Phrase grounding data:
========================================================================

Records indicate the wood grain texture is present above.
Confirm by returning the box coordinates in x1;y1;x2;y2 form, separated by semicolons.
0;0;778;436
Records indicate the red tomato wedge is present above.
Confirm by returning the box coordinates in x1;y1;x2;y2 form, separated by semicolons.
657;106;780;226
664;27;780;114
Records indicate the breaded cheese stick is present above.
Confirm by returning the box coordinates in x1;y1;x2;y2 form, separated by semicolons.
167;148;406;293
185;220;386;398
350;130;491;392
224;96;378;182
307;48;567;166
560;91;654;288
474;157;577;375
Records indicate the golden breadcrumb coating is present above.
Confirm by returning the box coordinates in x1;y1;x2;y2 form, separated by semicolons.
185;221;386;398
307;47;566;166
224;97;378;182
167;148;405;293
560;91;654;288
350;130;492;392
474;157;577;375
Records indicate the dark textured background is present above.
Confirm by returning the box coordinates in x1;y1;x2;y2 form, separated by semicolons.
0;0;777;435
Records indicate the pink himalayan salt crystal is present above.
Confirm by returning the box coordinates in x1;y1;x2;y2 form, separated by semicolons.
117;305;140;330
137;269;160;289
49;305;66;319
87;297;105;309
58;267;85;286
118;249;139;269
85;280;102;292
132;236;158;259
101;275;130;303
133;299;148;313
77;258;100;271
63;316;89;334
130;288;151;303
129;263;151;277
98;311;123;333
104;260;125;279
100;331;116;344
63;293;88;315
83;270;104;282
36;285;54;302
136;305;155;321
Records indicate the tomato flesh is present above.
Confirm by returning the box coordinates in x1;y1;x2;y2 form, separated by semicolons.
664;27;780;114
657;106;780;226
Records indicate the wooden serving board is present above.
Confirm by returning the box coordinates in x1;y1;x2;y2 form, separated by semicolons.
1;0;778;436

========================================================================

*EXERCISE GOAL*: Repeat the records above exactly, with nothing left out.

*THE COMPLETED TASK*:
Records indicate the wood grain texture is present above.
Confirm by returning the box coordinates in x1;y1;x2;y2 form, separated by semicolons.
0;0;778;436
Records indicate the red tomato wedge is present above.
Confirm by returning the box coordinates in x1;y1;x2;y2 form, separated by semicolons.
657;106;780;226
664;27;780;114
Records indicate the breaded cheese stick is present above.
Confirm by returning the box coordinates in x1;y1;x2;y2 form, separated by semicolons.
167;148;406;293
185;220;386;398
350;130;491;392
224;96;378;182
307;48;567;166
560;91;654;288
474;157;577;375
Records indicate the golden breadcrumb coating is present above.
Confirm by returning the box coordinates in x1;y1;x2;y2 form, separated by semicolons.
185;221;386;398
307;47;566;166
224;97;378;182
167;148;405;293
560;91;654;288
350;130;492;392
474;157;577;375
Records indicate the dark textured background is present above.
Confirm by returning the box coordinates in x1;y1;x2;y2 form, separated by semicolons.
0;0;777;435
Records indicate the pink himalayan salt crystal is present above.
Confirm by returning the box coordinates in x1;y1;x2;y2 form, separated by semicolons.
117;305;140;330
137;269;160;289
49;305;66;319
87;297;105;309
58;267;85;286
118;249;139;269
85;280;102;292
132;236;158;259
101;275;130;303
133;299;148;313
77;258;100;271
63;316;89;334
130;288;151;303
129;263;151;277
98;311;123;333
104;260;125;279
100;331;116;344
63;293;88;315
83;270;104;282
36;285;54;302
136;305;155;321
Records indicate the tomato flesh is present above.
Confirm by returning the box coordinates in x1;y1;x2;y2 form, separated by semicolons.
664;27;780;114
657;106;780;226
Records indicate the wooden serving board is present above.
Confirm by returning the box coordinates in x1;y1;x2;y2 form, separated by semicolons.
1;0;778;436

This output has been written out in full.